#### Short task A:
According to the article on Michigan's 425 Agreements, on what date did Public Act 425 of 1984 become effective?
#### Short task B:
Reproduce the passage of the 425 Agreement article between "1984 law of" and "called 425 Agreements.", inclusive.
#### Short task C:
Carry on the article about Michigan's 425 Agreements from the point where it ends.

= 425 Agreement =

1984 law of the State of Michigan, US

The legislature of the State of Michigan enacted Public Act 425 of 1984 which is also known by the title Intergovernmental Conditional Transfer Of Property By Contract Act. It became effective March 29, 1985, and was subsequently amended in 1998. It is often simply referred to as “Act 425” and contractual agreements entered into pursuant to this statute are frequently called 425 Agreements.

The purpose of Act 425 is to provide for a means for two local units of government to share tax revenues resulting from new or expanding development in the areas of their jurisdiction. Most typically a city and a nearby township are the parties to such an agreement. Because of the limited ability for a city in Michigan to annex adjacent territory, development that takes place outside of the city limits would normally deprive that city of any added revenue benefit. In those cases where the affected township receives its supply of water from the city, the city is given a degree of leverage to negotiate with the township by Act 425.

In the eyes of the Census Bureau, 425 Agreement lands effectively count as annexations, and are included in any calculations of land area and population. The land and population counts toward the party that initiated the agreement.

==Procedure==
The two units of government proposing to enter into a 425 Agreement negotiate the terms and conditions of the plan. For it to take effect, it must be approved by a majority of the members of the governing body of each respective party. The contract is recorded by the County Clerk and the Secretary of State.

The agreement creates a temporary transfer of jurisdiction for the affected land rather than an outright annexation. The agreement defines the responsibilities that each party has with respect to the affected area. For example, the city as party to such an agreement might have the right to collect city income tax from residents or employees within the transferred area even though they do not actually live or work within the city itself. The township would still retain policing jurisdiction and provide municipal services to the new development.

#### Given material:
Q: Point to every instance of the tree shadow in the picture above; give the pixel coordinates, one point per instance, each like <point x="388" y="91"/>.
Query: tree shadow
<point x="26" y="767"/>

#### Exercise answer A:
March 29, 1985

#### Exercise answer B:
1984 law of the State of Michigan, US

The legislature of the State of Michigan enacted Public Act 425 of 1984 which is also known by the title Intergovernmental Conditional Transfer Of Property By Contract Act. It became effective March 29, 1985, and was subsequently amended in 1998. It is often simply referred to as “Act 425” and contractual agreements entered into pursuant to this statute are frequently called 425 Agreements.

#### Exercise answer C:
425 Agreements can be effective for many decades. At the end of the term of the agreement, the agreement itself defines what should happen to the affected land at the termination of the contract. The law permits for the parties to agree for the land to revert to the original party or permanently attached to the other party.

==Issues==
The concept of 425 Agreements has resulted in some controversy.

===Proponents===
The most significant group to benefit from the law is Michigan's cities. Michigan's laws have made it very difficult for a city to expand its boundaries through annexation. Whereas historically a township served a substantially rural and low-density population with a minimal degree of government-provided services, laws were enacted in the middle of the 20th century that significantly favored townships. One such law, peculiar only to Michigan, is the Charter Township Act. By becoming a charter township, the township has additional protection from being annexed by an adjacent city and can provide nearly the same services within its territory that it could if it were a city.

During the last half of the 20th century, most of Michigan's cities experienced a decline in population as many residents moved into developing suburbs. Particularly problematic was the phenomenon of "white flight" whereby more affluent residents who were mainly ethnically white left the cities but certain economically disadvantaged groups remained within the cities. Those who left the cities also took their tax base with them and the governments of these cities were left with having to maintain and support an older infrastructure, housing stock, and economically needy population.

Under Michigan law, only cities can levy an income tax upon their own residents and upon non-residents who work within the city. To compensate in part for the decline in tax revenues as neighboring townships continue to develop, 425 agreements provide for an alternative to annexation and a mutually agreeable plan for sharing revenues between the two units of government. Also, ideally, the concept of 425 Agreements can be integrated into a regional planning concept allowing for several local units of government to coordinate future development.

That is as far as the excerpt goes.